[RECORD EXTRACTS start]
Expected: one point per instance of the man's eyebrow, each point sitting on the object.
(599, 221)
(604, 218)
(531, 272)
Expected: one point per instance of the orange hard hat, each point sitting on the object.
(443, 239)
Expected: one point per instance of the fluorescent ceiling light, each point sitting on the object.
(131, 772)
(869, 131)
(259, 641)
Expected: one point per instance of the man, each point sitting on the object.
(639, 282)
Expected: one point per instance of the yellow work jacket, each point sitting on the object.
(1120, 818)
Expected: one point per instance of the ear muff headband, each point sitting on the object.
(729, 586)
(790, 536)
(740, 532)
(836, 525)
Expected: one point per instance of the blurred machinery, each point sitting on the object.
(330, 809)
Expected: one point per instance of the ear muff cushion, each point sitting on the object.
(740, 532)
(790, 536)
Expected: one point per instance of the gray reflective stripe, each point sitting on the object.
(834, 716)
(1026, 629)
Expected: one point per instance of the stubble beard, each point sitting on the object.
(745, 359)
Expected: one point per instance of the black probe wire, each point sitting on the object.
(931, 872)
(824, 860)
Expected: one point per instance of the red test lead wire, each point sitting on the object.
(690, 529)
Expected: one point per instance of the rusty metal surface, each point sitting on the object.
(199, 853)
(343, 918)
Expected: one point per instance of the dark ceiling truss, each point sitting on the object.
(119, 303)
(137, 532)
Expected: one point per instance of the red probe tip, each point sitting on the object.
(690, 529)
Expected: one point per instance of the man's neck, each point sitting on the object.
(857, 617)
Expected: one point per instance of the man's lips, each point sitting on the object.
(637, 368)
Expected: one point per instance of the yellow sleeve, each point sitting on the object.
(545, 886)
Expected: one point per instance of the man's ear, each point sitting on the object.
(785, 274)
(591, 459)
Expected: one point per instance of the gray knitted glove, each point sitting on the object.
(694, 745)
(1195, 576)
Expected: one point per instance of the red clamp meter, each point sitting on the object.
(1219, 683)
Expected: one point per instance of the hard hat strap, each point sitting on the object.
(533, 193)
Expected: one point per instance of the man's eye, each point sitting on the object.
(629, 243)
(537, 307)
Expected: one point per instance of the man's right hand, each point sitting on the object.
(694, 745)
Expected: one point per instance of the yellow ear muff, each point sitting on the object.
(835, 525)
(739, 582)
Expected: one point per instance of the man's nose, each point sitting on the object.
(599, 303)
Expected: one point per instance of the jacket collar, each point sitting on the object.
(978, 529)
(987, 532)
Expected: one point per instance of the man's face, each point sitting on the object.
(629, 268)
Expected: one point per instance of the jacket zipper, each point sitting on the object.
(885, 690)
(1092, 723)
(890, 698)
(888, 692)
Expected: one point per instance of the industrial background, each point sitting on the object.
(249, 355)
[RECORD EXTRACTS end]
*INSTRUCTIONS FOR THE TASK*. Could you output all of the material above as a Markdown table with two columns, Row and Line, giving each line its own numbered row and leaving out blank lines?

*FINISHED ANSWER*.
| Row | Line |
|---|---|
| 1 | Expected: one point per instance of the man's eyebrow, each point sitting on the object. |
| 2 | (599, 221) |
| 3 | (604, 218) |
| 4 | (531, 272) |
| 5 | Expected: one point per instance of the orange hard hat, each point sitting on the object. |
| 6 | (443, 239) |
| 7 | Expected: one point per instance of the fluorescent ceiling light, each point sitting on the object. |
| 8 | (131, 772) |
| 9 | (869, 131) |
| 10 | (259, 641) |
| 11 | Expected: one point per instance of the man, each point sitting on the object. |
| 12 | (639, 282) |
| 13 | Expected: one point per instance of the yellow work jacket, each point sitting on the object. |
| 14 | (1120, 818) |
| 15 | Expected: one point per instance of the ear muff headband, each point sitting on the object. |
| 16 | (729, 586) |
| 17 | (790, 536) |
| 18 | (740, 532) |
| 19 | (836, 525) |
| 20 | Expected: one point per instance of the blurred machinery, each point sitting on the object. |
| 21 | (330, 809) |
| 22 | Expected: one point per instance of the ear muff cushion, each point sitting on the object. |
| 23 | (740, 532) |
| 24 | (790, 536) |
| 25 | Expected: one point per instance of the gray reflective stripe, each point sitting on the object. |
| 26 | (834, 716) |
| 27 | (1026, 629) |
| 28 | Expected: one point per instance of the stubble beard, each point sitting on the object. |
| 29 | (745, 359) |
| 30 | Expected: one point per instance of the black probe wire, each point sitting on the object. |
| 31 | (931, 872) |
| 32 | (824, 860) |
| 33 | Expected: one point per instance of the red test lead wire, each point sitting on the object. |
| 34 | (690, 529) |
| 35 | Expected: one point per instance of the rusty metal surface, each point sitting on the object. |
| 36 | (199, 853) |
| 37 | (343, 918) |
| 38 | Expected: one point per instance of the dark ceiling truss, each point sitting on the object. |
| 39 | (119, 303) |
| 40 | (137, 532) |
| 41 | Expected: one point per instance of the red probe tip, each point sitting on the object. |
| 42 | (690, 529) |
| 43 | Expected: one point per instance of the man's neck, each point sitting on the object. |
| 44 | (857, 617) |
| 45 | Expected: one point per instance of the man's lips, each point sitting on the object. |
| 46 | (637, 368) |
| 47 | Expected: one point per instance of the yellow sleeve, each point sitting on the object. |
| 48 | (545, 886) |
| 49 | Expected: one point per instance of the man's ear, each point sitting on the object. |
| 50 | (785, 274) |
| 51 | (591, 459) |
| 52 | Expected: one point per instance of the gray knitted glove, each point sitting on the object. |
| 53 | (694, 745) |
| 54 | (1195, 576) |
| 55 | Expected: one point per instance of the red clamp meter, each point sitting on the object. |
| 56 | (1219, 683) |
| 57 | Expected: one point per instance of the hard hat strap, each point sitting on the object. |
| 58 | (533, 193) |
| 59 | Expected: one point per instance of the man's eye, each point sitting on the object. |
| 60 | (629, 243) |
| 61 | (537, 307) |
| 62 | Expected: one point per instance of the man's right hand, each point sitting on the object. |
| 63 | (694, 745) |
| 64 | Expected: one point per instance of the yellow ear muff, each point sitting on the object. |
| 65 | (835, 525) |
| 66 | (739, 582) |
| 67 | Expected: one point per instance of the man's nose, each point sitting on the object. |
| 68 | (599, 303) |
| 69 | Expected: one point per instance of the jacket collar, each point sitting on the object. |
| 70 | (978, 529) |
| 71 | (987, 532) |
| 72 | Expected: one point per instance of the man's face, each point sitting on the object. |
| 73 | (629, 268) |
| 74 | Expected: one point per instance of the jacket zipper, each point sitting on the object. |
| 75 | (885, 690) |
| 76 | (1092, 723) |
| 77 | (890, 698) |
| 78 | (888, 692) |
| 79 | Expected: one point per instance of the industrial background, each point sitting on the object. |
| 80 | (249, 355) |